◆ Given request: Swap every "pixel coordinate pair" in the rows below for "pixel position" and keep everything else the same.

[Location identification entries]
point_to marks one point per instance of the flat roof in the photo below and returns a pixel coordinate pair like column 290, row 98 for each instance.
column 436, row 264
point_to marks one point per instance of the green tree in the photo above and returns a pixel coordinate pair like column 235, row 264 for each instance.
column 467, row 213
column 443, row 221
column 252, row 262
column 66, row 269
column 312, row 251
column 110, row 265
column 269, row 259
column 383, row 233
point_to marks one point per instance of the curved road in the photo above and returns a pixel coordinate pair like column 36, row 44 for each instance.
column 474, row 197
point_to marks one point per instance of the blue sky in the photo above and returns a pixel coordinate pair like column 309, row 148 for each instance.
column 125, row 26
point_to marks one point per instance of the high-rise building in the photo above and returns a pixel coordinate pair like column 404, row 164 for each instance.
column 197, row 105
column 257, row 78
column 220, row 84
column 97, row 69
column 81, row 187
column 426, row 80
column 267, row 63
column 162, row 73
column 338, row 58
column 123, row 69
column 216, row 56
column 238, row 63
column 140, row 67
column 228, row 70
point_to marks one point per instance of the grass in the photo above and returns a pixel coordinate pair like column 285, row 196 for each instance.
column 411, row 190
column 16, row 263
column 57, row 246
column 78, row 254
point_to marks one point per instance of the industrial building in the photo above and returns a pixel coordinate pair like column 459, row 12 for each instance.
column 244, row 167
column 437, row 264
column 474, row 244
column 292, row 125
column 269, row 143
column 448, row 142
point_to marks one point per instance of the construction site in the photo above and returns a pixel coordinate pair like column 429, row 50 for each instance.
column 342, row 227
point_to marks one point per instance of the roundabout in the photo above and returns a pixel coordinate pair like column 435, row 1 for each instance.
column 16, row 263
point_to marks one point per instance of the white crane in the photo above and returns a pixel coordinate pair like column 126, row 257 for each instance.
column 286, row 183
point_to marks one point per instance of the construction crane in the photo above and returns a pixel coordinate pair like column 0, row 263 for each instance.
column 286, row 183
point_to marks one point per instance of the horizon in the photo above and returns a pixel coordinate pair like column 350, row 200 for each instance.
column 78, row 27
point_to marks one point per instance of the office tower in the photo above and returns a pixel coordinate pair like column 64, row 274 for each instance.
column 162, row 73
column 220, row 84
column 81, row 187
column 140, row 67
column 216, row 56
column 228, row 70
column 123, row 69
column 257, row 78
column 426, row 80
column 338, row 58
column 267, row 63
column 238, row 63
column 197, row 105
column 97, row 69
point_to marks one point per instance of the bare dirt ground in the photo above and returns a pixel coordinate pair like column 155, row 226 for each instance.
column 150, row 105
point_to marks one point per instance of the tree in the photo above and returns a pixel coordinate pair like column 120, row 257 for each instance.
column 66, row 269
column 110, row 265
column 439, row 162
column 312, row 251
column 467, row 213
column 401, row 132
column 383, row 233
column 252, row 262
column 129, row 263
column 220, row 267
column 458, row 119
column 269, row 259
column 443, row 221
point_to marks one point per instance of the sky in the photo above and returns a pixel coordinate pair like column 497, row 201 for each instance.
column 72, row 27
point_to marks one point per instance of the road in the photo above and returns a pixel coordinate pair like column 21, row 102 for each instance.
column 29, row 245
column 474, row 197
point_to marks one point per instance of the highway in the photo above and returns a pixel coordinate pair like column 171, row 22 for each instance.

◆ In response:
point_to marks one point per instance of the flat roof in the photo below and returns a pixel position like column 290, row 98 for each instance.
column 436, row 264
point_to marks one point per instance of the green tree in the photo above and returns a pixel position like column 235, row 264 for each instance.
column 467, row 213
column 443, row 221
column 252, row 262
column 66, row 269
column 312, row 251
column 110, row 265
column 269, row 259
column 383, row 233
point_to marks one point per instance of the curved road in the photo above and returns a pixel position like column 36, row 44 for each instance.
column 474, row 197
point_to marks one point per instance of the blue sky in the photo above and returns a pixel position like column 309, row 148 for each instance.
column 125, row 26
point_to marks one point per instance of the high-rise building in the photo above and returns a pixel position like column 404, row 164 for each instance.
column 197, row 105
column 257, row 78
column 220, row 84
column 97, row 69
column 81, row 187
column 426, row 80
column 267, row 63
column 162, row 73
column 338, row 58
column 123, row 69
column 216, row 56
column 238, row 63
column 140, row 67
column 228, row 70
point_to marks one point per instance of the grass in the photo above and returns a pixel position like column 285, row 196 for each instance.
column 411, row 190
column 16, row 263
column 57, row 246
column 78, row 254
point_to marks one point per instance of the industrial building in the photo above and returns a pixel position like column 459, row 12 for each instance.
column 244, row 167
column 437, row 264
column 474, row 244
column 292, row 125
column 269, row 143
column 448, row 142
point_to marks one point per instance of the construction site in the photo above and returns a pixel position like column 429, row 50 for each instance.
column 342, row 227
point_to marks one point per instance of the roundabout in the photo above and returns a pixel position like column 435, row 1 for each instance.
column 16, row 263
point_to marks one point per instance of the white crane in the photo above and returns a pixel position like column 126, row 257 for each instance.
column 286, row 183
point_to marks one point per instance of the construction crane in the photo above and returns a pixel position like column 0, row 263 for each instance.
column 286, row 183
point_to marks one point per instance of the horizon in the photo above and returns a pixel position like column 350, row 200 for each instance.
column 78, row 27
point_to marks one point per instance of the office tower in the photo above and returns a pixel position like column 64, row 274 for each instance.
column 162, row 73
column 220, row 84
column 81, row 187
column 140, row 67
column 216, row 56
column 228, row 70
column 123, row 69
column 257, row 78
column 426, row 80
column 338, row 58
column 267, row 63
column 238, row 63
column 197, row 105
column 97, row 69
point_to marks one point per instance of the bare dirt ground in the photo above and returns a pixel position like column 155, row 226 for each instance.
column 150, row 105
point_to marks one point per instance of the tree in the photo above and returns a pixel position like column 120, row 257 for each instance.
column 66, row 269
column 110, row 265
column 439, row 162
column 312, row 251
column 467, row 213
column 401, row 132
column 383, row 233
column 252, row 262
column 129, row 263
column 220, row 267
column 458, row 119
column 269, row 259
column 443, row 221
point_to marks one point per instance of the sky in the photo above and returns a pixel position like column 497, row 201 for each instance.
column 72, row 27
point_to marks one point per instance of the road in the photo above and returns a pixel position like column 21, row 102 for each instance.
column 29, row 245
column 474, row 197
point_to marks one point per instance of the highway in the photo above and returns a pixel position like column 171, row 22 for each instance.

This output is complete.